What to work on:
Reproduce the lines below word for word, starting at the line that contains "the dreadlocked hair." and continuing through the last line, with both of those lines included.

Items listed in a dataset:
--

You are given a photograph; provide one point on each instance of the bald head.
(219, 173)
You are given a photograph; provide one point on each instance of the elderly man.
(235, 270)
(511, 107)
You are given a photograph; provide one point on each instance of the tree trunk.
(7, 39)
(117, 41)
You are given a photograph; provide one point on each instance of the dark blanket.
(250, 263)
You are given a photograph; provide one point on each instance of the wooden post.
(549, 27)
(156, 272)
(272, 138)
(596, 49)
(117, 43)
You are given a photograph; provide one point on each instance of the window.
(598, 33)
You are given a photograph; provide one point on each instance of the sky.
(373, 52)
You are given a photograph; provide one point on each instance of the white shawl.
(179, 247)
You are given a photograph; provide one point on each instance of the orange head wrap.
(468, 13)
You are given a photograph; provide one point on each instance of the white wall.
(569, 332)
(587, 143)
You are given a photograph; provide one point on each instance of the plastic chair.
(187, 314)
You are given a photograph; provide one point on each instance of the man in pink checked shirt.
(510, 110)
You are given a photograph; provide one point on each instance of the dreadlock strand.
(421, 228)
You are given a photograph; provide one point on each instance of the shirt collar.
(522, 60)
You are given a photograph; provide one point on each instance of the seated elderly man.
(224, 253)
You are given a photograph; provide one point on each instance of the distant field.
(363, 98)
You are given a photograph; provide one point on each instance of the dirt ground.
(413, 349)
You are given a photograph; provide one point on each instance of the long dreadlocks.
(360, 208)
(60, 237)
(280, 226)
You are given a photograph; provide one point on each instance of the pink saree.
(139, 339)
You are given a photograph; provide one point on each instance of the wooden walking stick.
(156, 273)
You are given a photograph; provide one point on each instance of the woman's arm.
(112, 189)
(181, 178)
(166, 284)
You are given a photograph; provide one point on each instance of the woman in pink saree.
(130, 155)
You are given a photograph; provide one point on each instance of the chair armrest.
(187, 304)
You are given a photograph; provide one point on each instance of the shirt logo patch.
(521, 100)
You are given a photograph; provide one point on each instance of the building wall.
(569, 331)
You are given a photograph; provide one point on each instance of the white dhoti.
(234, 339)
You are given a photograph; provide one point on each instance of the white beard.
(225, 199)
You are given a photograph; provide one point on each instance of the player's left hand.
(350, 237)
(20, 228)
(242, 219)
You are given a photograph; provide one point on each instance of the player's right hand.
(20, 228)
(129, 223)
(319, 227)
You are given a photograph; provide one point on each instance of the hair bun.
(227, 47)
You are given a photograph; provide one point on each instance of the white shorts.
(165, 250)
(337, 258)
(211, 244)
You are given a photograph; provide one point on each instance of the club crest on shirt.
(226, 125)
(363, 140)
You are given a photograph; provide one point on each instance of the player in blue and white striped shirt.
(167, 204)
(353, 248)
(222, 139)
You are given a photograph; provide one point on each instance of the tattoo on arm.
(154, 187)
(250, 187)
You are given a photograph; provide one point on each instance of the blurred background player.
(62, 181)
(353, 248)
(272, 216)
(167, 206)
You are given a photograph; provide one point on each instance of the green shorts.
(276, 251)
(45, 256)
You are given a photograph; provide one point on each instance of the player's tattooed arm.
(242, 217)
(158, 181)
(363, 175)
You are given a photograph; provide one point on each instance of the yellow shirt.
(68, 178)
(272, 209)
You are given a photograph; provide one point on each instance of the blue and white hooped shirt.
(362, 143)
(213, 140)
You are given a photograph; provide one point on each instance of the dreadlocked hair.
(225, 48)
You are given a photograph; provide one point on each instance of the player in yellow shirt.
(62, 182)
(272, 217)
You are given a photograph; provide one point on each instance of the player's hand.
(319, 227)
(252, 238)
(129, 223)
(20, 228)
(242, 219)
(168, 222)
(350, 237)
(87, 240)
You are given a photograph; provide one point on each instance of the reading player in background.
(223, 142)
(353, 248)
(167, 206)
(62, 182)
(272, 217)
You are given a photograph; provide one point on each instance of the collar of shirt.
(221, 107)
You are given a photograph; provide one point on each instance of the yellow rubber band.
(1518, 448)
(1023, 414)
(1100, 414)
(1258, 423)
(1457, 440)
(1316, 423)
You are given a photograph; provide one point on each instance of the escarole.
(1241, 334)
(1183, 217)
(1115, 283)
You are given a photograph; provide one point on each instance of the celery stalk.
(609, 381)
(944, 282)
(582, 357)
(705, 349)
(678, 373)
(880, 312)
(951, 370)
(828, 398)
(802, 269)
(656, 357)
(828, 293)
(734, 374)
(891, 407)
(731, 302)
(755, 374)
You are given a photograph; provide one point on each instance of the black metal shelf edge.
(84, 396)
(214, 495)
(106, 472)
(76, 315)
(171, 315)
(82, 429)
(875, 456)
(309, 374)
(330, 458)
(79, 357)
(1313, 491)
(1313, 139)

--

Final answer:
You are given a photograph; provide one point on each instance of the dreadlocked hair.
(225, 48)
You are given a photograph; provide one point on each instance of the player in yellow shirt.
(62, 182)
(272, 217)
You are given a photograph; provide one point on each instance of the player's hand.
(319, 227)
(252, 238)
(129, 223)
(20, 228)
(242, 219)
(168, 222)
(350, 237)
(87, 240)
You are given a photograph; provide one point on each instance of the reading player in background.
(223, 142)
(353, 248)
(167, 206)
(62, 182)
(272, 217)
You are given a photograph; provide one point on each instance of the collar of shirt.
(221, 107)
You are given a photograph; provide one point on each instance of the yellow rubber band.
(1518, 448)
(1023, 414)
(1100, 414)
(1258, 423)
(1457, 440)
(1316, 423)
You are given a photograph; provide one point on each instance of the escarole.
(1241, 334)
(1183, 217)
(1115, 283)
You are given a photograph; provide one point on each instance of the celery stalk.
(609, 381)
(944, 282)
(582, 357)
(705, 349)
(678, 373)
(880, 312)
(951, 370)
(828, 398)
(802, 269)
(656, 357)
(828, 293)
(734, 374)
(891, 407)
(731, 302)
(755, 374)
You are given a photograph; provide one point on each instance of the black metal shelf edge.
(84, 396)
(214, 495)
(106, 472)
(76, 315)
(171, 315)
(82, 429)
(875, 456)
(309, 374)
(330, 458)
(79, 357)
(1313, 491)
(1313, 139)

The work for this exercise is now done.